* [ページ抜粋]
▬▬▬▬▬▬

教育ICT:イギリス最新動向 2017【セミナー備忘録】

(個人用のメモです。議事録ではありません。とりわけ[ ]の部分はブログ記事筆者の挿入部分です。図画等は特に断りがなければ講演者のプレゼン資料を利用しています。)

■セミナー概要:

教育ICT:イギリス最新動向 2017 http://www.jepa.or.jp/sem/20170223/

日本教育情報化振興会 (JAPET&CEC) の海外調査部会では、昨年度のアメリカ合衆国の訪問調査に続き、今年度はイングランドを対象として、教育におけるテクノロジー活用の状況を調査しています。

講師 石坂芳実 (いしざか よしみ) 氏
・ICT CONNECT 21事務局 技術標準化WG担当
・プレゼン資料:イングランドの教育におけるICTの活用 https://www.slideshare.net/JEPAslide/ict-72447552
講師 中駄康博(なかだ やすひろ)氏
・富士ソフト株式会社 みらいスクール事業部 次長
・日本教育情報化振興会 (JAPET&CEC) 海外調査部会 部会長
・プレゼン資料:JAPET英国訪問調査報告 https://www.slideshare.net/JEPAslide/japet

日時:2月23日(木) 15:00-17:30(14:30受付開始)
会場:飯田橋 研究社英語センター B2F 大会議室
主催:日本電子出版協会(JEPA)

◎本ブログ記事では、当日セミナーのうち、前半を扱っています。

前半:
英国の教育制度 (中駄康博)
カリキュラム改定ーICTからComputational Thinkingへ (中駄康博)
小学校におけるデータ活用 とRAISEonline (石坂芳実)
後半:
CAS(Computing At School)とComputational Thinking (中駄康博)
ロンドンの学校の状況 (中駄康博)
Betttのレポート (中駄康博)
イギリスのComputingの授業と Computing At School (石坂芳実)

1.英国の教育制度

・英国の正式名称は、グレートブリテン及び北アイルランド連合王国(the United Kingdom of Great Britain and Northern Ireland)。つまり多様な来歴を有する地域の連合体。当然、地域ごとに事情が異なる。たとえば国全体での人種構成は白人92%だが、ロンドンだと、白人60%、アフリカ系7%、インド系7%(2011年)となる。教育行政もこれらの実態、多様性を前提に構築されている。

▬▬▬▬▬▬

* [記録一覧]
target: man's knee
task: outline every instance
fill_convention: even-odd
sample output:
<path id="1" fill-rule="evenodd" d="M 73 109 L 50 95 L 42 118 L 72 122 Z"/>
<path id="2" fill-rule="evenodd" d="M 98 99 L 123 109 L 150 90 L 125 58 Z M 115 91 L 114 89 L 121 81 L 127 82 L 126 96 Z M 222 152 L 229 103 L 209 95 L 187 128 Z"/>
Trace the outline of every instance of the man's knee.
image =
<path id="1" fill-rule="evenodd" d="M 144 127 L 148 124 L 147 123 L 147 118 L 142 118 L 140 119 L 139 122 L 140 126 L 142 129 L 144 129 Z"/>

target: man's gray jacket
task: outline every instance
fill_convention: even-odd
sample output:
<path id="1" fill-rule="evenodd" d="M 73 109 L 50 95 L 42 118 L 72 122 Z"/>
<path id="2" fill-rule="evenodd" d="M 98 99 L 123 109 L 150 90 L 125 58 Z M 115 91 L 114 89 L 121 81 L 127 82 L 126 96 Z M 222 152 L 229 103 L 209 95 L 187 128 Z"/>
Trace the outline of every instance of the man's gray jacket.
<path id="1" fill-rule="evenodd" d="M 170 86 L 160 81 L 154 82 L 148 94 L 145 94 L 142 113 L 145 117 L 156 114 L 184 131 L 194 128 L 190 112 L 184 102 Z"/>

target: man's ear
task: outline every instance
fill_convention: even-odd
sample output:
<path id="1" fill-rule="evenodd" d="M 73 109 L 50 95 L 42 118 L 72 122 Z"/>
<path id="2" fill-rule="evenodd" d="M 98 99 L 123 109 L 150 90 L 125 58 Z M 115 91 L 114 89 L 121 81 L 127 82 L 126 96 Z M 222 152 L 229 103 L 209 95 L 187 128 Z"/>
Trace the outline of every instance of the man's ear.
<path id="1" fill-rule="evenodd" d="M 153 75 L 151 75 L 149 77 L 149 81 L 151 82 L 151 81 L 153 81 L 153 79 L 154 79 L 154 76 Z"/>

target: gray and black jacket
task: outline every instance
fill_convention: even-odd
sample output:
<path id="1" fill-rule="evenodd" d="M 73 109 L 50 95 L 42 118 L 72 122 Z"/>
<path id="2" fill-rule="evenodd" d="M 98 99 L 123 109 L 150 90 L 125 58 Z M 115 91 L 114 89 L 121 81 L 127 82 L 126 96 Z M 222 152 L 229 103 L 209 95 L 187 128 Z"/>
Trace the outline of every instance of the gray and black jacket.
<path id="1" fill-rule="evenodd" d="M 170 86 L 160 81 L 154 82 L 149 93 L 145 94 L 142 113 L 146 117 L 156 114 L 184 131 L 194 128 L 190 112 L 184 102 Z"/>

▬▬▬▬▬▬

* [作業指示]
ページ抜粋のうち、「教育ICT:イギリス最新動向 2017 http://www.jepa.or.jp/sem/20170223/」で始まり「日時:2月23日(木) 15:00-17:30(14:30受付開始)」で終わる部分を、一字一句変えずに出力してください。

* [正解]
教育ICT:イギリス最新動向 2017 http://www.jepa.or.jp/sem/20170223/

日本教育情報化振興会 (JAPET&CEC) の海外調査部会では、昨年度のアメリカ合衆国の訪問調査に続き、今年度はイングランドを対象として、教育におけるテクノロジー活用の状況を調査しています。

講師 石坂芳実 (いしざか よしみ) 氏
・ICT CONNECT 21事務局 技術標準化WG担当
・プレゼン資料:イングランドの教育におけるICTの活用 https://www.slideshare.net/JEPAslide/ict-72447552
講師 中駄康博(なかだ やすひろ)氏
・富士ソフト株式会社 みらいスクール事業部 次長
・日本教育情報化振興会 (JAPET&CEC) 海外調査部会 部会長
・プレゼン資料:JAPET英国訪問調査報告 https://www.slideshare.net/JEPAslide/japet

日時:2月23日(木) 15:00-17:30(14:30受付開始)